#### Material
_ _ _ _

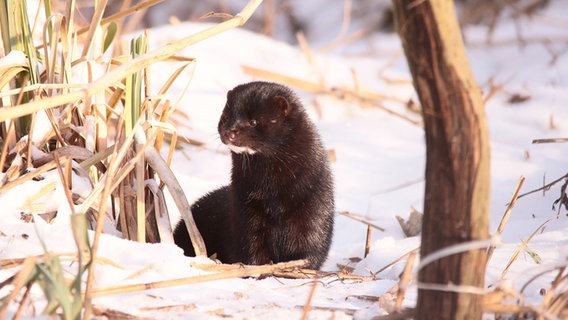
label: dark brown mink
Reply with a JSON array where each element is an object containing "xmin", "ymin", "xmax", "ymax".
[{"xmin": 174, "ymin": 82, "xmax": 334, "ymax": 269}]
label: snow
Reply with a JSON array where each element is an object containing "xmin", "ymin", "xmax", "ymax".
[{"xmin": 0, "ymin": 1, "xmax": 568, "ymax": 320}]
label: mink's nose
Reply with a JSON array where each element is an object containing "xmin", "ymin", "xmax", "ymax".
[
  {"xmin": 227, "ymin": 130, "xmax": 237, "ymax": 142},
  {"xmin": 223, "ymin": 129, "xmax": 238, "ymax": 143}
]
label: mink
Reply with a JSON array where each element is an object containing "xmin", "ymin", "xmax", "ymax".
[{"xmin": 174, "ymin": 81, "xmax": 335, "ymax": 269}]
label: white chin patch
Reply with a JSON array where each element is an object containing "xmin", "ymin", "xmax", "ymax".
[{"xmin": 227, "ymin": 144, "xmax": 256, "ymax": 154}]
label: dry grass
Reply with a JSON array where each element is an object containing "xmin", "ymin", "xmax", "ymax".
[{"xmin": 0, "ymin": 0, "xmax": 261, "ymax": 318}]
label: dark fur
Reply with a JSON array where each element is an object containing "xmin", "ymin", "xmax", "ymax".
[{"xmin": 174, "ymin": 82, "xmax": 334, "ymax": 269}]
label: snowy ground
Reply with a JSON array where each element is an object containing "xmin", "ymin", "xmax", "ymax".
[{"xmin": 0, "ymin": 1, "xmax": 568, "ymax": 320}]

_ _ _ _

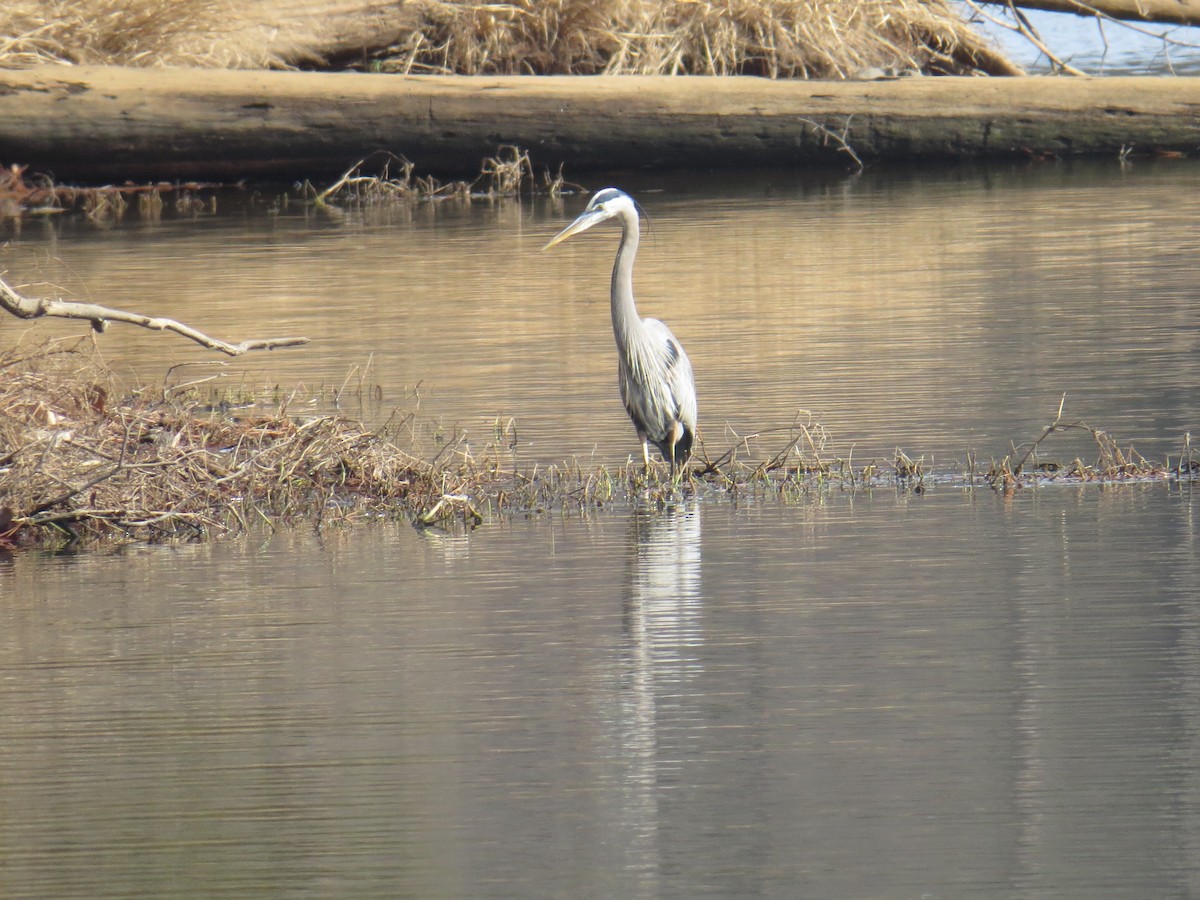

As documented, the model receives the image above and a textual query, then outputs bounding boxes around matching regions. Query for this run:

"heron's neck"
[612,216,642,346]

_ _ _ _

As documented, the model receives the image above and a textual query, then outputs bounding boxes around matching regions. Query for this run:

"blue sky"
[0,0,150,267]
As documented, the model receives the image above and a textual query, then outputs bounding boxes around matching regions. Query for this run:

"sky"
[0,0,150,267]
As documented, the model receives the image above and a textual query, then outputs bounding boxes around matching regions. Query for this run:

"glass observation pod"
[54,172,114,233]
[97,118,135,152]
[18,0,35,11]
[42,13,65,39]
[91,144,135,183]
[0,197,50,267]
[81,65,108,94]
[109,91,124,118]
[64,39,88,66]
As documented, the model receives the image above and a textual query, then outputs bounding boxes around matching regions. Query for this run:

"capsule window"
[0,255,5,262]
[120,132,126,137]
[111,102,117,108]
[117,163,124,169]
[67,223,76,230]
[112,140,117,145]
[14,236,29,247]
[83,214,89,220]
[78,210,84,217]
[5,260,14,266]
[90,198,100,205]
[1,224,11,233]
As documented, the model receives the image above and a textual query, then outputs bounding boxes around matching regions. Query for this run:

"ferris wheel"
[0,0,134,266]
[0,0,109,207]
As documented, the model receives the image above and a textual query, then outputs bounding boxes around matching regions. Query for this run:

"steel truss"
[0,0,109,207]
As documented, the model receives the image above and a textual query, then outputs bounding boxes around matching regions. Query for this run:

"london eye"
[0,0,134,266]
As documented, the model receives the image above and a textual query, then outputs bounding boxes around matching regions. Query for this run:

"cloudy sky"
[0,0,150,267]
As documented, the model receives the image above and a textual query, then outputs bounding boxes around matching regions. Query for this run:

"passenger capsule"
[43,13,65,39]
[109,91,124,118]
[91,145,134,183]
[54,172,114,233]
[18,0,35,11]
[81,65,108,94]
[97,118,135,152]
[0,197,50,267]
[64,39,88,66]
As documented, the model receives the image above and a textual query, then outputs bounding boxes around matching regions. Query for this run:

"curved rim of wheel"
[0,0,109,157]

_ _ _ _

#### Task prompt
Please count how many of the lines above contain the word "label", and reply with that number alone.

#### Final result
8